**Trecho apresentado**
A
PEC que transfere ao Executivo a demarcação de terras indígenas e
tantos outros projetos tentam favorecer o uso delas pelo agronegócio
Artigo assinado por Dom Erwin Krautler, presidente do Cimi, e Dom Enemésio Lazzaris, presidente da CPT, em resposta a artigo da senadora e presidente da Confederação de Agricultura e Pecuária do Brasil (CNA), Kátia Abreu (PSD-TO)
Aos ruralistas, seja na tribuna do Congresso Nacional ou nos jornais, não há o que os leve mais ao descontrole do que a causa indígena.
Descontrole expresso em uma escalada de recursos contra os direitos desses povos e de comunidades tradicionais garantidos pela Constituição Federal, que está prestes a completar 25 anos.
Um desses recursos é a PEC (proposta de emenda constitucional) 215/00, que transfere a competência da demarcação de terras indígenas do Poder Executivo para o Congresso Nacional.
Essa PEC, segundo nota técnica do Ministério Público Federal (MPF), afronta "cláusulas pétreas da Constituição da República" e viola o núcleo essencial de direitos fundamentais. Fere a divisão dos Poderes e anula o direito originário à terra, sendo a demarcação ato administrativo, segundo os juristas Carlos Frederico Marés e Dalmo de Abreu Dallari.
À PEC 215, somam-se dezenas de outros projetos de lei, que tentam impedir o reconhecimento de terras indígenas e favorecer o uso delas pelo agronegócio.
Nada parece deter os ruralistas, que ostentam uma bancada de 214 deputados e 14 senadores, com campanhas eleitorais financiadas pelo capital estrangeiro da Monsanto, Cargill e Syngenta, além da indústria de armas e frigorífico, conforme dados da Transparência Brasil.

**Exercício escrito**
Por favor, liste todas as pessoas citadas pelo nome no artigo sobre a PEC 215. Os registros não têm relação com o artigo sobre a PEC 215.

**Seção de dados**

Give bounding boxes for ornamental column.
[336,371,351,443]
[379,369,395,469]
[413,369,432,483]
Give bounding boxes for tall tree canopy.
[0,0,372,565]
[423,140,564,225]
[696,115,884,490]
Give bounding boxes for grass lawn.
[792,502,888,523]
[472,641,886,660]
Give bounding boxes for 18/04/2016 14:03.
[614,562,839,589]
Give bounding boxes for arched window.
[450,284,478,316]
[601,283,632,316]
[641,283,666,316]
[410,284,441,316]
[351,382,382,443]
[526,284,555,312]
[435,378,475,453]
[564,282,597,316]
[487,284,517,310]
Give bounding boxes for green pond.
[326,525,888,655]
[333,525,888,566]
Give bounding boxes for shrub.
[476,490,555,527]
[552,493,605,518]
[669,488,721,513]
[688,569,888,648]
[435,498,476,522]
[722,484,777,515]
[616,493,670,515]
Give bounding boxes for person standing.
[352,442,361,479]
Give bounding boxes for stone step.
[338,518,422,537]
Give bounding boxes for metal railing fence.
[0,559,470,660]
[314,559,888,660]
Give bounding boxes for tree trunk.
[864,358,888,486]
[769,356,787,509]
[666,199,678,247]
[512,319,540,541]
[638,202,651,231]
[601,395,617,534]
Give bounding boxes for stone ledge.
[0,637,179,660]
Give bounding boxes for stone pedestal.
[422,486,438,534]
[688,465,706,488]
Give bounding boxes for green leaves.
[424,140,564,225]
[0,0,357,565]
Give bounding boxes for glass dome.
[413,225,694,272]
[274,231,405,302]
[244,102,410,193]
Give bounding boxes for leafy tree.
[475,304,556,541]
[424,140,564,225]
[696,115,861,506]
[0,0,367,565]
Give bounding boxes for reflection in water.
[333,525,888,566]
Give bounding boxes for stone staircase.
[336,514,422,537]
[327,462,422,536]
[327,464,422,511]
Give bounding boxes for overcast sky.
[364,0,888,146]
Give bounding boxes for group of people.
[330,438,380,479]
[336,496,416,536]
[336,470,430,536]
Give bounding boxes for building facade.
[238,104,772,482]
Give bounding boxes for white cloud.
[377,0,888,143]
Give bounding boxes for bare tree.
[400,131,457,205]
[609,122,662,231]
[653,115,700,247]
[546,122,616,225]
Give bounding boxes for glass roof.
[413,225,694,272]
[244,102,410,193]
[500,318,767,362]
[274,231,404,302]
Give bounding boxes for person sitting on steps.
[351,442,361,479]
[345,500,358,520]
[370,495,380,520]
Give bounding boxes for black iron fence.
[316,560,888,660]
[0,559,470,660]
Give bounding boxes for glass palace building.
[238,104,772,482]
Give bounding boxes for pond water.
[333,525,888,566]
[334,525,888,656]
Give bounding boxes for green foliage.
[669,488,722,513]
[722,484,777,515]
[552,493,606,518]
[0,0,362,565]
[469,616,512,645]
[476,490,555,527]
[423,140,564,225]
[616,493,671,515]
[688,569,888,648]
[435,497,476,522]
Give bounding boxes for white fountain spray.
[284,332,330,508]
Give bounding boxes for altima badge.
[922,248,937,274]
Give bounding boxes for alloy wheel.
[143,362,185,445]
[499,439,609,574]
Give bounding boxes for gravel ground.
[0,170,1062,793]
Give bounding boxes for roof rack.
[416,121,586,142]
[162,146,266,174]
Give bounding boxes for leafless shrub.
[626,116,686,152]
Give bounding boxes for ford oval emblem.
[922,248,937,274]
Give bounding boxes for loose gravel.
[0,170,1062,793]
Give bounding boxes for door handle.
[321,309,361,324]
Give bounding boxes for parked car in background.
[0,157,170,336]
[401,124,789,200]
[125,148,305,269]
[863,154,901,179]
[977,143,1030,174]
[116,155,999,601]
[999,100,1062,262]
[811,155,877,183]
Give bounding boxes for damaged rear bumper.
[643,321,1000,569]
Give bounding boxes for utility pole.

**Resposta final**
- Dom Erwin Krautler
- Dom Enemésio Lazzaris
- Kátia Abreu
- Carlos Frederico Marés
- Dalmo de Abreu Dallari